**Text under study**:
# # # # #
Evaluation Methods for RAG

Measuring RAG performance is critical for improving your system.

Evaluation Framework

A complete RAG evaluation has three main components:


Query → [Retrieval] → [Generation] → Response
         ↓              ↓              ↓
      Context        Faithfulness   Relevance
      Relevance

Retrieval Evaluation

1. Standard IR Metrics

Precision@k: What fraction of top-k results are relevant?


Precision@5 = (relevant in top-5) / 5

Example: Retrieved [A✓, B✗, C✓, D✓, E✗]
Precision@5 = 3/5 = 0.6

Recall@k: What fraction of all relevant docs are in top-k?


Recall@5 = (relevant in top-5) / (total relevant)

Example: 10 relevant docs total, 3 found in top-5
Recall@5 = 3/10 = 0.3

Mean Reciprocal Rank (MRR): Average position of first relevant result


MRR = 1/N * Σ(1 / rank of first relevant)

Example: [B✗, A✓, C✓, D✗]
MRR = 1/2 = 0.5

NDCG (Normalized Discounted Cumulative Gain)

Considers both relevance and ranking position:


DCG = Σ(rel_i / log2(i+1))
# # # # #
Stored items from a collection:
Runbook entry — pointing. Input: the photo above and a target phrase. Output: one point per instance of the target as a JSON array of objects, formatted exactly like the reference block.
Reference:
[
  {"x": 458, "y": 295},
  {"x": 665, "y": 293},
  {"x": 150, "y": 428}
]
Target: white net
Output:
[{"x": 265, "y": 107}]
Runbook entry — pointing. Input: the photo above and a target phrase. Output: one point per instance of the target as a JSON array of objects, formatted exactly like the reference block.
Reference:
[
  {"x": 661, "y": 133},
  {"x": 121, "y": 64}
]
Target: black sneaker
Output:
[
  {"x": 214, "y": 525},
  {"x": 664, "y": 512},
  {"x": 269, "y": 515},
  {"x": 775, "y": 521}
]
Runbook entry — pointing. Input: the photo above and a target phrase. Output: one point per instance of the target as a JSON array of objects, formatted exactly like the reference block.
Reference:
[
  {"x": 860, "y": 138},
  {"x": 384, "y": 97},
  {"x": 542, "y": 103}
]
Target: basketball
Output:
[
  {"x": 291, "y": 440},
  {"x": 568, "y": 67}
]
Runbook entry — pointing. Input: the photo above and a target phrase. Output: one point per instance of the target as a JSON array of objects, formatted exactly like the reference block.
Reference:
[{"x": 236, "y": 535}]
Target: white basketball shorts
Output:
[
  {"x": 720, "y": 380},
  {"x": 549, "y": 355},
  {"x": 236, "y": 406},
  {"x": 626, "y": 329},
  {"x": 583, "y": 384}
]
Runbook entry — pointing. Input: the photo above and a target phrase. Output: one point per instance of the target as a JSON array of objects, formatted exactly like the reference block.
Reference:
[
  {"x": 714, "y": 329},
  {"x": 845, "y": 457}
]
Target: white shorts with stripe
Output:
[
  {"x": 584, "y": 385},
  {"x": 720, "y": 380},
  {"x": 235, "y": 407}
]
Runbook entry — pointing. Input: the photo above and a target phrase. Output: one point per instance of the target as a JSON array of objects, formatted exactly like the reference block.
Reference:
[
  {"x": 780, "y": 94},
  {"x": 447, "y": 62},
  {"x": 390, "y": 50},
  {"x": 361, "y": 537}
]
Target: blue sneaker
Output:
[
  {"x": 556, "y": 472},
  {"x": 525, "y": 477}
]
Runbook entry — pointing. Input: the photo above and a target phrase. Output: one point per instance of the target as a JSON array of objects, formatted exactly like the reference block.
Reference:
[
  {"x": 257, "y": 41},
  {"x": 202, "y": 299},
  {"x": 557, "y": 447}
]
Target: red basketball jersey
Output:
# # # # #
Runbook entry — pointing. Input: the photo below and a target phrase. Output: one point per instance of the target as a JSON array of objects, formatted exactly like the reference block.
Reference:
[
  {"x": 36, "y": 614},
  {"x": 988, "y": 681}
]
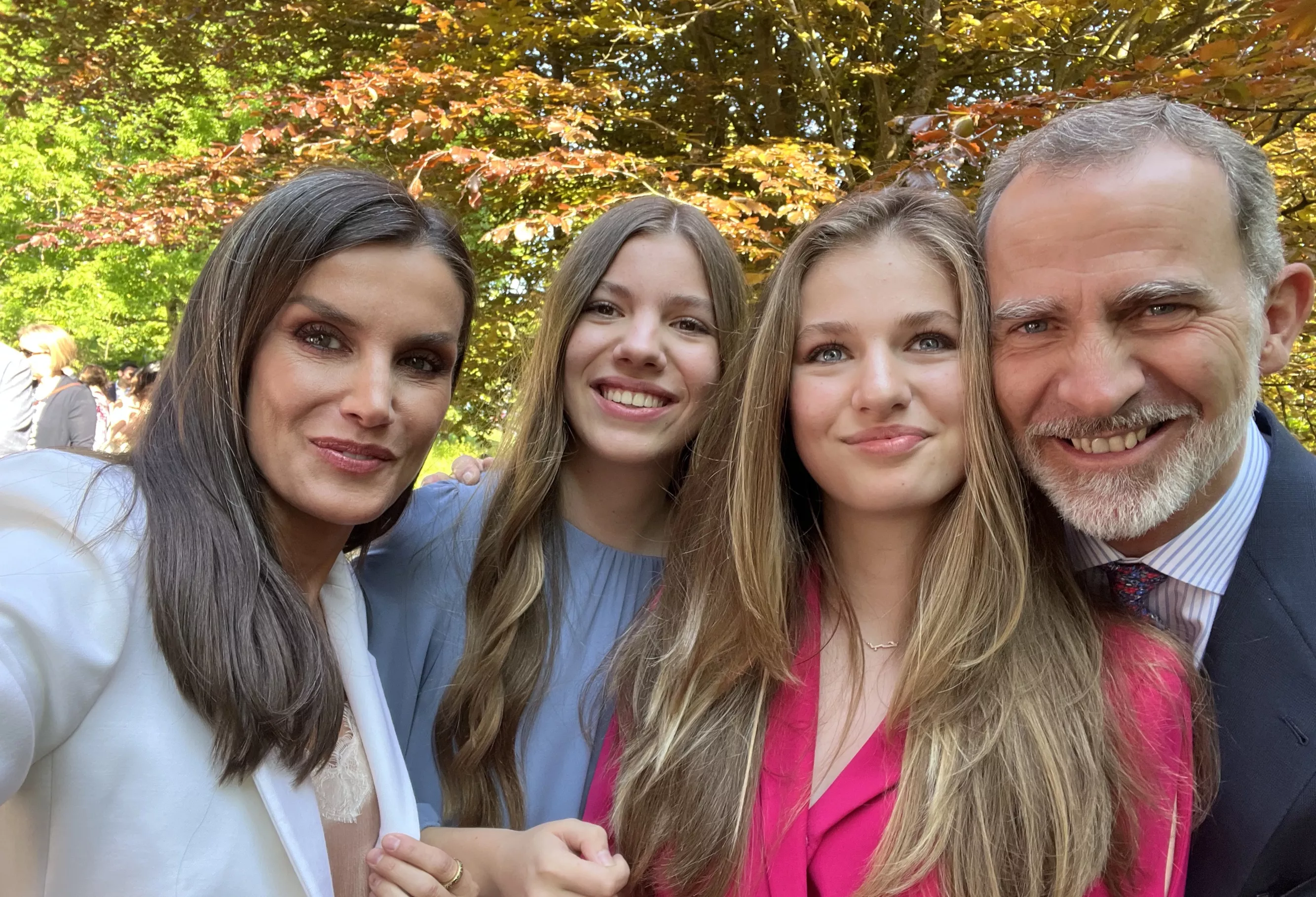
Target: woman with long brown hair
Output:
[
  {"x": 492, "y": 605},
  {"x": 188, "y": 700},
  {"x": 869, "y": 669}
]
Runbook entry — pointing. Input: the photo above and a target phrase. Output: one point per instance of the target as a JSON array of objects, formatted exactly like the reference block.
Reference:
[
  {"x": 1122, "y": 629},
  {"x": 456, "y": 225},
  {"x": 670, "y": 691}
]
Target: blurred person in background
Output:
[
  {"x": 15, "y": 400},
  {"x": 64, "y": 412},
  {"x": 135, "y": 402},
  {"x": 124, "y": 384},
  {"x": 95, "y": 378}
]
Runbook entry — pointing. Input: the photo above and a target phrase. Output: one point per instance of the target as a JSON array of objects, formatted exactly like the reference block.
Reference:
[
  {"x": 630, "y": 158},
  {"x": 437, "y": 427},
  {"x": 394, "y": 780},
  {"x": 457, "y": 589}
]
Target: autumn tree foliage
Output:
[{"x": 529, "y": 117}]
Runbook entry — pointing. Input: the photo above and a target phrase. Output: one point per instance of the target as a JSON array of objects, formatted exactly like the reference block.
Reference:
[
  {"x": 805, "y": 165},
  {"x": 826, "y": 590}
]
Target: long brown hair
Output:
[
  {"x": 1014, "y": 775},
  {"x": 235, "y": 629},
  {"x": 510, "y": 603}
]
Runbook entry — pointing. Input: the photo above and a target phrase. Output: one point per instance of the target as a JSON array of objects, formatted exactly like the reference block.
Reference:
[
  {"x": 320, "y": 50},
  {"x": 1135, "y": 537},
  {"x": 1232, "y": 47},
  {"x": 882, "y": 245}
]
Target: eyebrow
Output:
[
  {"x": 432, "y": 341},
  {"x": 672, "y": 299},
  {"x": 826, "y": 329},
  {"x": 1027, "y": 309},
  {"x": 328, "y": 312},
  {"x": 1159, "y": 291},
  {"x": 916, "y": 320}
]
# # # # #
**Problems to solve**:
a: In the RAG evaluation text, what two things does NDCG take into account?
b: Transcribe the RAG evaluation text from the words "Mean Reciprocal Rank" up to and including the words "Discounted Cumulative Gain)".

**Per-task answers**:
a: Relevance and ranking position.

b:
Mean Reciprocal Rank (MRR): Average position of first relevant result


MRR = 1/N * Σ(1 / rank of first relevant)

Example: [B✗, A✓, C✓, D✗]
MRR = 1/2 = 0.5

NDCG (Normalized Discounted Cumulative Gain)